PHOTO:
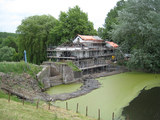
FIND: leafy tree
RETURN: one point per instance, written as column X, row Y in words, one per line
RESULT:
column 10, row 42
column 33, row 37
column 17, row 57
column 100, row 32
column 138, row 29
column 6, row 53
column 112, row 18
column 74, row 22
column 5, row 35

= Aim =
List each line of the items above that contains the string "column", treating uppercase and lowercase letters as distinct.

= Result for this exercise =
RETURN: one point per instance, written as column X, row Y in words, one per line
column 10, row 42
column 33, row 37
column 17, row 57
column 100, row 32
column 138, row 29
column 6, row 53
column 112, row 18
column 74, row 22
column 5, row 35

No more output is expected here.